Count the lines in the listing below that contain the string "metal", matching uppercase and lowercase exactly, and reply with that number alone.

Dataset content —
Begin

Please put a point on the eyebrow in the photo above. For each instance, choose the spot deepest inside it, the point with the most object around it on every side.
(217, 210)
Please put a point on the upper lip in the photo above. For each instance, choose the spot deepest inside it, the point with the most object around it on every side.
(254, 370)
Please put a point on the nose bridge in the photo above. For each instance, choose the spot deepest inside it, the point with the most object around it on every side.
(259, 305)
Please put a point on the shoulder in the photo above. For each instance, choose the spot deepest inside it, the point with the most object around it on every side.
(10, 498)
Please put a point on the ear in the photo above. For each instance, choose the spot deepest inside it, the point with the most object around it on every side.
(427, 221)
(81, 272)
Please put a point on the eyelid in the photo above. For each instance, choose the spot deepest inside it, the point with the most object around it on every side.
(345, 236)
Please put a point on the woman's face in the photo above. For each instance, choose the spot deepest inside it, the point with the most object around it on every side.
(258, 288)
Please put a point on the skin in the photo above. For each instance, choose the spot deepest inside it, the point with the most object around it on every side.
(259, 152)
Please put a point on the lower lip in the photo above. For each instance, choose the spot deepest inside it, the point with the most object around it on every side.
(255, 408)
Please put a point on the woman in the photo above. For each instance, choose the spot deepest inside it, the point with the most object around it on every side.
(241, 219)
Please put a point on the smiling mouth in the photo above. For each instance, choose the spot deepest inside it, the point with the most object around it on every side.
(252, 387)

End
Begin

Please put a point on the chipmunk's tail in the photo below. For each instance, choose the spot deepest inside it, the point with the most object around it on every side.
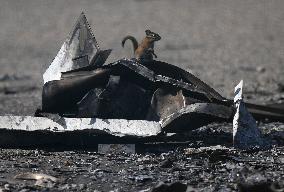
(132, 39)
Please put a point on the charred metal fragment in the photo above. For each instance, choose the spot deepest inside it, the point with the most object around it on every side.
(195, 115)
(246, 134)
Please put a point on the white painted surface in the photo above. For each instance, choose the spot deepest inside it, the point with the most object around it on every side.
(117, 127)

End

The result —
1